> _WORK TO BE COMPLETED_: Copy every record below exactly.

> _MATERIAL FOR THE TASK_:

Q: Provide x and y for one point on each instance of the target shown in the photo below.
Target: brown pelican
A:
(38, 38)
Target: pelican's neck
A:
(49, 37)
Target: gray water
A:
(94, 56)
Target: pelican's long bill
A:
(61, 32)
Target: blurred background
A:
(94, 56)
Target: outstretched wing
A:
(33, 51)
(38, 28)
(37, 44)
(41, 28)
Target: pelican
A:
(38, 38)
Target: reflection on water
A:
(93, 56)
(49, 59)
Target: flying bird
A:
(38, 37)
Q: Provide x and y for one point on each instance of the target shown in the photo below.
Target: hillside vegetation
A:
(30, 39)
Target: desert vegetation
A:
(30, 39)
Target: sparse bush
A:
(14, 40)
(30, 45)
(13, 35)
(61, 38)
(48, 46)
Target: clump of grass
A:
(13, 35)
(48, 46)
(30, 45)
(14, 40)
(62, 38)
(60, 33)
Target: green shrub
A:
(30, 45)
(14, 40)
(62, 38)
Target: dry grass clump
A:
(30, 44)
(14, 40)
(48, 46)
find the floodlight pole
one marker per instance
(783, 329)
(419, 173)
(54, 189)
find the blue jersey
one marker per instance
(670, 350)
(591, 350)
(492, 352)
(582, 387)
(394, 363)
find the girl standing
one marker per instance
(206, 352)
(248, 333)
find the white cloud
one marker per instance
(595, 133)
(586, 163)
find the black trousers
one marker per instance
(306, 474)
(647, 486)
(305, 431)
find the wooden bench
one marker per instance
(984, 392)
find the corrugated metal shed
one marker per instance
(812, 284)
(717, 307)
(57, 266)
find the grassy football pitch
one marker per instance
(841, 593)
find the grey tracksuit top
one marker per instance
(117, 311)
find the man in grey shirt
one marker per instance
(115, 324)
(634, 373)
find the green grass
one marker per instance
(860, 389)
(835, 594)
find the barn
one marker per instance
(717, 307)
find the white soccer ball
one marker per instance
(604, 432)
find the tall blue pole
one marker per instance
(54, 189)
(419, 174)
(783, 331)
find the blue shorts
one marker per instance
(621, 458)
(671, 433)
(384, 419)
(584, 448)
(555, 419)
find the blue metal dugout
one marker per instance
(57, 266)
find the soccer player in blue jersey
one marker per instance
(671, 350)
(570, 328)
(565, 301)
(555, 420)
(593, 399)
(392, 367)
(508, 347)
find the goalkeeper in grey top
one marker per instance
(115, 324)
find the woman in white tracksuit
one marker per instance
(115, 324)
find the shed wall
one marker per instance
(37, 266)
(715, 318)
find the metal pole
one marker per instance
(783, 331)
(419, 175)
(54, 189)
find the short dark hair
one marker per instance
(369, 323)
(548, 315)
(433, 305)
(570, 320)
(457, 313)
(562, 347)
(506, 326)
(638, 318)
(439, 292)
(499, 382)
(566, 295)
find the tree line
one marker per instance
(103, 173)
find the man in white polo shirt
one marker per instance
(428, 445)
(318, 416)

> _RESULT FOR THIS EXERCISE_:
Q: Provide x and y for one point on each instance of the target shown in the photo below.
Target: brown pelican
A:
(38, 38)
Target: pelican's neck
A:
(49, 37)
Target: gray water
A:
(94, 56)
Target: pelican's long bill
A:
(61, 32)
Target: blurred background
A:
(94, 56)
Target: outstretched wing
A:
(33, 51)
(38, 28)
(37, 44)
(41, 28)
Target: pelican
A:
(38, 38)
Target: reflection on water
A:
(93, 56)
(49, 59)
Target: flying bird
A:
(38, 37)
Q: Provide x and y for one point on each instance of the target shown in the photo below.
Target: hillside vegetation
A:
(30, 39)
Target: desert vegetation
A:
(30, 39)
Target: sparse bush
A:
(14, 40)
(30, 45)
(13, 35)
(61, 38)
(48, 46)
Target: clump of grass
A:
(13, 35)
(48, 46)
(30, 45)
(14, 40)
(62, 38)
(60, 33)
Target: green shrub
A:
(30, 45)
(14, 40)
(62, 38)
Target: dry grass clump
A:
(30, 44)
(14, 40)
(48, 46)
find the floodlight pole
one marker per instance
(783, 329)
(419, 173)
(54, 189)
find the blue jersey
one marker per instance
(670, 350)
(591, 350)
(492, 352)
(582, 387)
(394, 363)
find the girl standing
one marker per instance
(206, 352)
(248, 333)
find the white cloud
one marker per instance
(595, 133)
(586, 163)
find the black trousers
one marker per instance
(306, 474)
(647, 486)
(305, 431)
find the wooden bench
one marker per instance
(984, 392)
find the corrugated metal shed
one marker per instance
(812, 284)
(717, 307)
(57, 266)
find the grassy football pitch
one marker per instance
(841, 593)
find the grey tracksuit top
one marker per instance
(117, 311)
find the man in grey shirt
one marker per instance
(115, 324)
(634, 373)
find the green grass
one marker per instance
(860, 389)
(835, 594)
find the barn
one marker per instance
(717, 307)
find the white soccer ball
one marker per instance
(604, 432)
find the tall blue pole
one marker per instance
(54, 189)
(419, 174)
(783, 331)
find the blue shorts
one marker per instance
(621, 458)
(671, 433)
(384, 419)
(584, 448)
(555, 419)
find the blue metal dugout
one marker per instance
(57, 266)
find the soccer player in blue jersey
one marker per instance
(671, 350)
(570, 328)
(565, 301)
(555, 420)
(593, 399)
(392, 367)
(508, 347)
find the goalkeeper in grey top
one marker per instance
(115, 324)
find the woman in white tracksuit
one marker per instance
(115, 324)
find the shed wall
one marker per instance
(37, 266)
(715, 318)
find the metal pole
one marker per instance
(783, 331)
(419, 175)
(54, 189)
find the short dark hair
one marker per instance
(369, 323)
(548, 315)
(433, 305)
(570, 320)
(457, 313)
(562, 347)
(506, 326)
(638, 318)
(439, 292)
(499, 382)
(566, 295)
find the tree line
one marker per instance
(103, 173)
find the man in white polo shirt
one marker per instance
(428, 445)
(318, 416)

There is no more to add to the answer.